→ **To do**
The working paper summary below names the things across which it can be difficult to communicate ideas about accountability. List all of them.

Accountability Keywords

Date: January 2022
Author(s): Jonathan Fox
Publication type: Working Paper
Published by: Accountability Research Center

Accountability Keywords

‘What counts’ as accountability, and who decides? Accountability is often treated as a magic bullet, an all-purpose solution to a very wide range of problems—from corrupt politicians or the quality of public service provision to persistent injustice and impunity. The concept has become shorthand to refer to diverse efforts to address problems with the exercise of power.

In practice, the accountability idea is malleable, ambiguous — and contested. This working paper unpacks diverse understandings of accountability ideas, using the ‘keywords’ approach. This tradition takes everyday big ideas whose meanings are often taken for granted and makes their subtexts explicit.

The proposition here is that ambiguous or contested language can either constrain or enable possible strategies for promoting accountability. After all, different potential coalition partners may use the same term with different meanings—or may use different terms to communicate the same idea. Indeed, the concept’s fundamental ambiguity is a major reason why it can be difficult to communicate ideas about accountability across disciplines, cultures, and languages.

The goal here is to inform efforts to find common ground between diverse potential constituencies for accountable governance.

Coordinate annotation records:
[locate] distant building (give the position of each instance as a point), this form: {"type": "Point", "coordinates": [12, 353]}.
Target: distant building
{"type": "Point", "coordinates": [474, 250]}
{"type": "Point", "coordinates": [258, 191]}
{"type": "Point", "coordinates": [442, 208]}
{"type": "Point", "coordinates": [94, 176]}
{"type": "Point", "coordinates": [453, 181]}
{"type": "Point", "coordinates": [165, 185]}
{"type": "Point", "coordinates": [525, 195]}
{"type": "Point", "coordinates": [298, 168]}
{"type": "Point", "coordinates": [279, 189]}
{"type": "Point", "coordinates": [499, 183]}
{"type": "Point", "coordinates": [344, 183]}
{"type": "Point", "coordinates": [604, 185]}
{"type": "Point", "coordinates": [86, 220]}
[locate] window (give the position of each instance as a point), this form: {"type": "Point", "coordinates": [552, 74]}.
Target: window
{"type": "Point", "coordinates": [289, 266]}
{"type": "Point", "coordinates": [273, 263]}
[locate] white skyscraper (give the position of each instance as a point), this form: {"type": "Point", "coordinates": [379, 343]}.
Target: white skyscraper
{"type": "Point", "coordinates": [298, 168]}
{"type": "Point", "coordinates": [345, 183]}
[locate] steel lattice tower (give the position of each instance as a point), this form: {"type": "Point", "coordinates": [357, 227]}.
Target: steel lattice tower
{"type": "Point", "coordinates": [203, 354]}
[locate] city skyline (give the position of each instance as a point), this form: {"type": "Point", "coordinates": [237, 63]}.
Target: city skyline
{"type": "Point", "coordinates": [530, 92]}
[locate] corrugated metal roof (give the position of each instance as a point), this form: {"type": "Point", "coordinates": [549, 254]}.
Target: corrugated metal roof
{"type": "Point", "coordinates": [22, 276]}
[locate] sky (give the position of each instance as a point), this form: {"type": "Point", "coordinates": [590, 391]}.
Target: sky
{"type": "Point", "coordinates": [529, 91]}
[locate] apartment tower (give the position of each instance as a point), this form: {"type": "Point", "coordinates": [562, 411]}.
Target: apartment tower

→ **Solution for this problem**
- Disciplines
- Cultures
- Languages